— START OF Page —

[ADUHF]

To me, response is the bulk of the difference between headphones. (Obviously comfort and usability matters too.) I doubt if I could hear differences in distortion, speed, decay, etc. In all the cans I've heard, that stuff is way too small to really matter.

Frequency response is also high on my list. But it's less high than it used to be, due to the availability of high quality digital EQ, as you mention.

If you felt it was a meaningful use of your time, I think you could definitely be trained to hear more of the differences in some of those other things as well. My ears are pretty old and worn out. But I can definitely discern some of the differences in driver symmetry, distortion, etc. when doing side-by-side comparisons of different HPs. And will also attempt to compensate for perceived weaknesses in those other areas where it's possible, in addition to the FR.

Bass extension is an issue though. There are cheap headphones with limited low bass, and that is clearly audible. They address that in the study. More expensive cans tend to have lower bass. That seems to be the one aspect where money does buy quality.

That wasn't quite my takeaway from it. What they seemed to be saying is that there's less variance in the bass response of the more expensive headphones. Which is evident from looking at the first three graphs in this figure from the article...

https://asa.scitation.org/na101/hom...images/large/1.4984044.figures.online.f1.jpeg

The gray area in the bass covers a wider range of amplitudes in the lower cost HPs (lower 25% quantile) than the higher cost ones (upper 25% quantile). I'm not sure you can generalize that higher cost headphones have better bass extension from that. They may be a little more consistent in their FR though in the bass.

Most open-back dynamic headphones will be pretty rolled off in that area though, regardless of their price.

But I'm guessing that there are mid range cans with good low bass that could be EQed to do anything one might want. No reason to spend a whole lot. Just shop wisely and figure out the response curve you are looking for.

I tend to agree with this. But that may be because I'm a person of very limited means. If I had more $$ to spend, then I might be more flexible on the idea of spending more for a good pair of headphones.

 

[ADUHF]

Correct me if I'm wrong, but I seem to recall reading somewhere (possible in one of Tyll's excellent Inner Fidelity articles) that most headphones, including even relatively inexpensive ones, have measurably lower distortion than even the best in-room transducers. Which might be viewed either as a strength by some (ie the ones who like alot of clarity and detail), or as a weakness by some others, who prefer or more fuzzy speaker-like sound.

— END OF Page —
— START OF Record set —

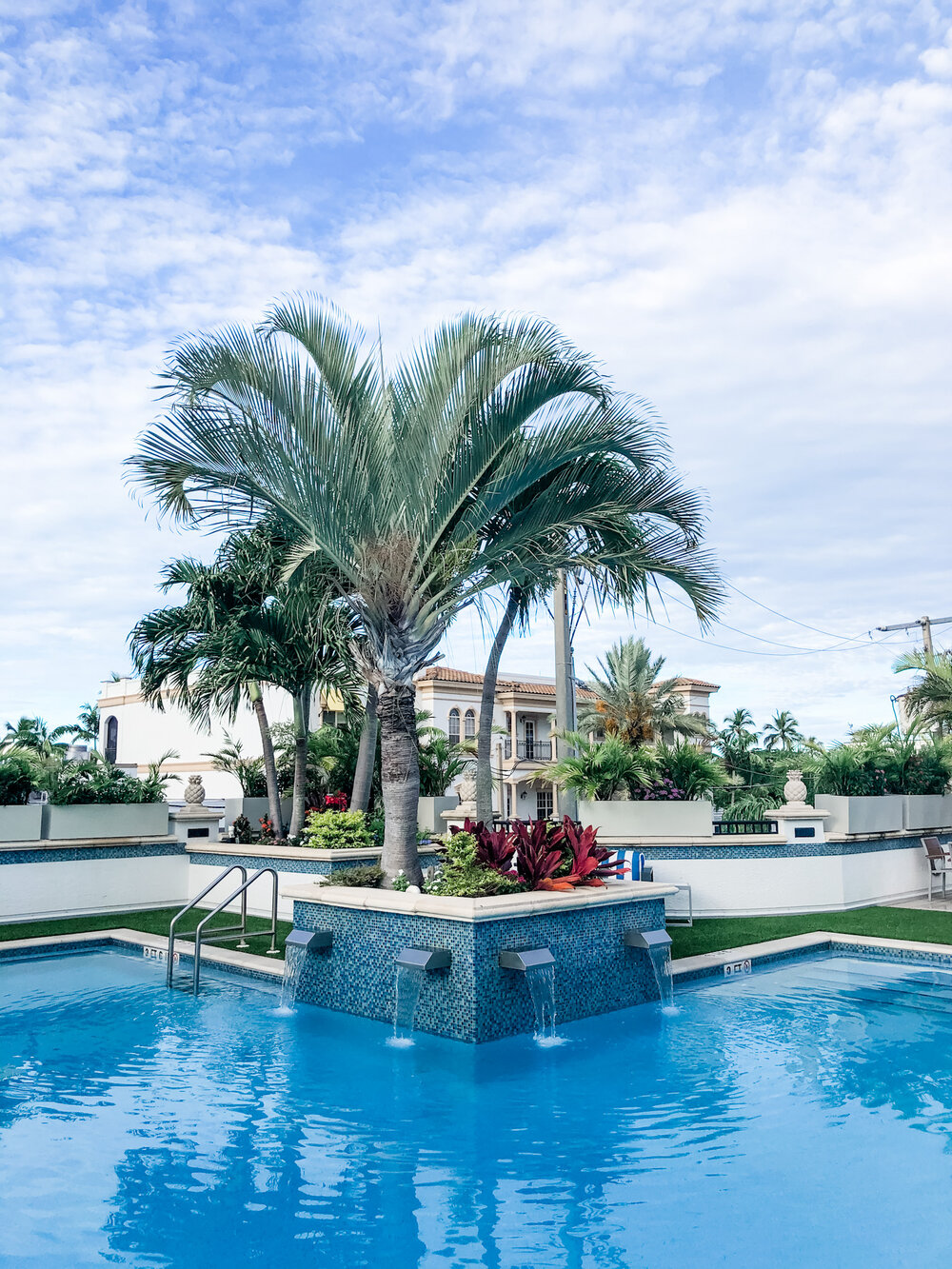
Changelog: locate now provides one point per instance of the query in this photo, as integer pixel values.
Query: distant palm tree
(411, 485)
(929, 700)
(632, 702)
(36, 736)
(781, 731)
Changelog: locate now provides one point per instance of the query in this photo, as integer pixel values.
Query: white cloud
(742, 208)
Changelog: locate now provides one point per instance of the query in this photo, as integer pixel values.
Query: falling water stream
(541, 983)
(293, 964)
(409, 981)
(662, 964)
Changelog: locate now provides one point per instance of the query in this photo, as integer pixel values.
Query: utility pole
(925, 625)
(565, 684)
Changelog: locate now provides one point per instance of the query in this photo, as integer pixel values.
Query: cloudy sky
(742, 208)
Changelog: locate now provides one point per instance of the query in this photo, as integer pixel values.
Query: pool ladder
(224, 933)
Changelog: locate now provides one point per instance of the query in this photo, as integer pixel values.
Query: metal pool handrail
(243, 891)
(228, 929)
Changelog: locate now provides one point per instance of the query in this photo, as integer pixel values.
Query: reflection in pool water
(796, 1117)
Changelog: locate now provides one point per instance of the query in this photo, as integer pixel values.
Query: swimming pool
(796, 1117)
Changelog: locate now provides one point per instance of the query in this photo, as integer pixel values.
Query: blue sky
(743, 208)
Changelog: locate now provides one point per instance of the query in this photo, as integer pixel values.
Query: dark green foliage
(98, 783)
(15, 780)
(366, 875)
(463, 876)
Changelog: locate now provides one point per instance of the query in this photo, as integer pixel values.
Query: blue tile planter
(474, 1001)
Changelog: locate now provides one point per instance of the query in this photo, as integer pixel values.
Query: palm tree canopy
(783, 731)
(632, 701)
(929, 700)
(493, 445)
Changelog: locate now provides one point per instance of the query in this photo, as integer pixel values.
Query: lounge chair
(940, 864)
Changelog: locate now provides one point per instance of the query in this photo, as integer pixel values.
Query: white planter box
(853, 815)
(634, 820)
(143, 820)
(21, 823)
(927, 811)
(429, 812)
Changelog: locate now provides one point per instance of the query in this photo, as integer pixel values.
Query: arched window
(112, 738)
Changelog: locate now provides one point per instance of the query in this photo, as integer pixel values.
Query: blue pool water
(796, 1117)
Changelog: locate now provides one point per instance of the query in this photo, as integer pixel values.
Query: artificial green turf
(706, 936)
(716, 934)
(155, 922)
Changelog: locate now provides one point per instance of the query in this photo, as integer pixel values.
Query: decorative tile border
(71, 853)
(783, 850)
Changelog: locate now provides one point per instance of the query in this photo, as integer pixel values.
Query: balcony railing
(535, 750)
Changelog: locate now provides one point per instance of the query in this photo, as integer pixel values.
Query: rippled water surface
(798, 1117)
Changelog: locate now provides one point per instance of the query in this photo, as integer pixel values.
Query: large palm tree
(411, 485)
(783, 731)
(632, 701)
(929, 700)
(36, 736)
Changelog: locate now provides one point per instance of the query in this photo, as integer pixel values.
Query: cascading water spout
(658, 944)
(662, 964)
(293, 964)
(541, 982)
(407, 991)
(297, 944)
(413, 966)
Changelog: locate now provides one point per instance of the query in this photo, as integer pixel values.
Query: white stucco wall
(806, 883)
(76, 887)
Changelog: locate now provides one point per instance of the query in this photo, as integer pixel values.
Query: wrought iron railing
(741, 827)
(535, 750)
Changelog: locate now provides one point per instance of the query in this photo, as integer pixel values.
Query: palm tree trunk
(366, 754)
(400, 773)
(270, 766)
(303, 711)
(484, 742)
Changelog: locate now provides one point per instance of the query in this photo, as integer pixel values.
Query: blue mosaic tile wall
(783, 849)
(70, 854)
(475, 1001)
(312, 867)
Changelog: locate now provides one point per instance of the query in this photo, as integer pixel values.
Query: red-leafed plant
(494, 846)
(590, 863)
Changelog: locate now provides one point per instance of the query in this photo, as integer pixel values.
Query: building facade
(133, 734)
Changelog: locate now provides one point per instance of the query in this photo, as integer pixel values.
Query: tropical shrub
(17, 776)
(97, 783)
(604, 769)
(464, 875)
(689, 770)
(367, 875)
(337, 830)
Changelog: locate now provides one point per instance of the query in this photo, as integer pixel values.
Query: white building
(133, 734)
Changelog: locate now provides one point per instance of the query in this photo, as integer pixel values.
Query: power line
(794, 620)
(750, 651)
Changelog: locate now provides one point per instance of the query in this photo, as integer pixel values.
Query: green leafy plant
(337, 830)
(464, 876)
(94, 782)
(604, 769)
(249, 772)
(17, 778)
(366, 875)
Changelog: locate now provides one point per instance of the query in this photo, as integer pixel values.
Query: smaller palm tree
(739, 731)
(783, 731)
(929, 700)
(632, 702)
(36, 736)
(602, 769)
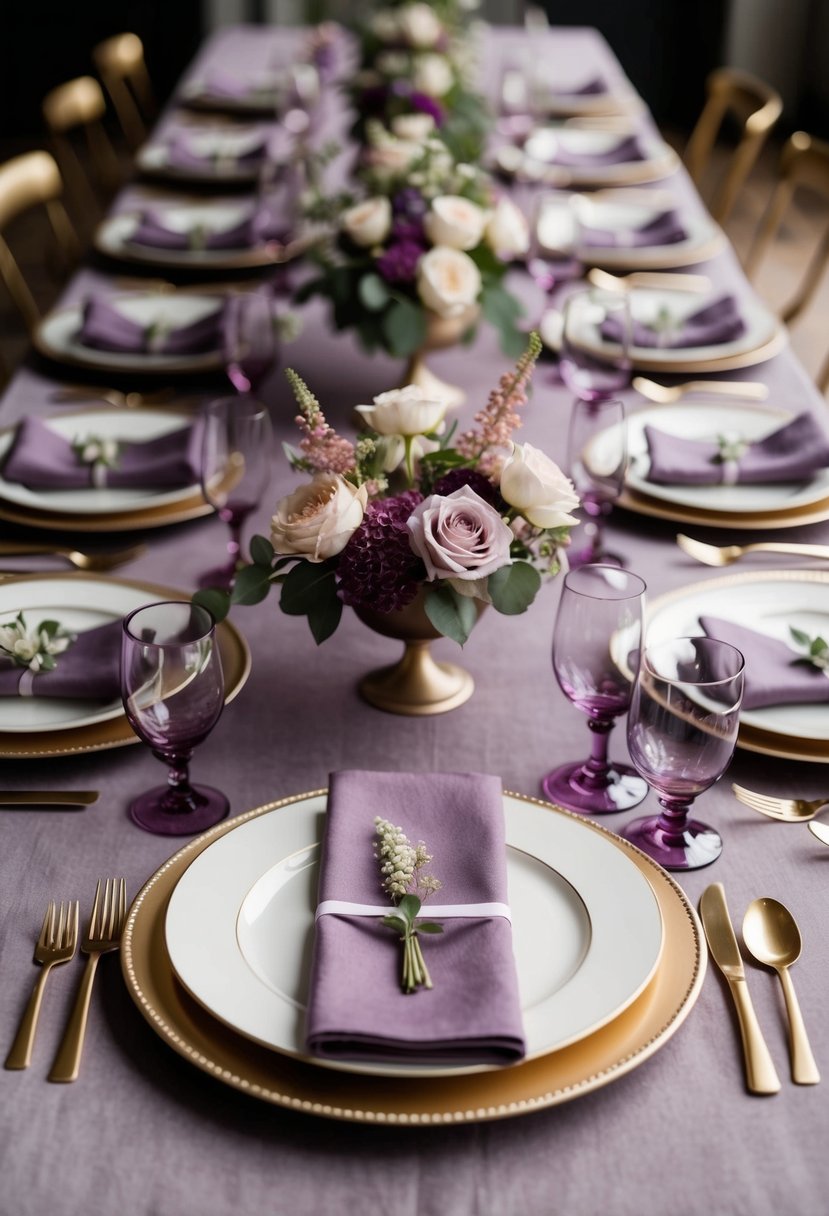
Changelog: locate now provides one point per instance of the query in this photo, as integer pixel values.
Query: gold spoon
(771, 934)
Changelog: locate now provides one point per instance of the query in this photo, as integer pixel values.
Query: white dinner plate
(586, 929)
(78, 606)
(125, 426)
(768, 603)
(57, 336)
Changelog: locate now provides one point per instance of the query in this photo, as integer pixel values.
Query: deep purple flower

— END OF Record set —

List of tasks:
**a.** Locate each line of the listing that contains the word "planter" and copy it out. Case counts.
**b.** Extend the forum thread on headphone sound by continuing after its last sentence.

Outputs:
**a.**
Query: blue tile planter
Query: white planter box

**b.**
I may be confusing distortion with impulse/transient response on this btw. Though they may be somewhat inter-related.

When I have some more free time, I'll try to dig around a bit and see if I can find the article where this was mentioned.

 

[bigshot]

I'm really not interested in training my ears. They hear perfectly fine without education. I'd rather listen to music than listen to equipment. Once I'm satisfied that the equipment is presenting the music with a high degree of fidelity, I'm done. I move on to listening to music then. My rabbit holes don't get much running down.

Personally, I think the whole "trained ears" concept is just an ego trip. The people I've spoken with who claim to have them have attempted to use them as a way of lording it over people with "uneducated ears" so they can assume the mantle of authority. I don't need anyone else to tell me what I can hear and what I can't. I'm perfectly capable of determining that for myself. And I have no desire to be an "audiophile authority". That's an elite group that I'd prefer to not be a part of.

By the way, good speaker systems generally have distortion levels of between 1% and 5%. I don't think there are many headphones that rate in that range. It's easier to make a tiny transducer with low levels of distortion then it is a big 15 inch woofer. The trick with a good speaker system is response. That is much more difficult to achieve with speakers than it is with headphones because you have room acoustics and various seating locations to deal with. But when you get speakers in the ballpark when it comes to response, they sound much better than headphones, even though the distortion levels are significantly higher.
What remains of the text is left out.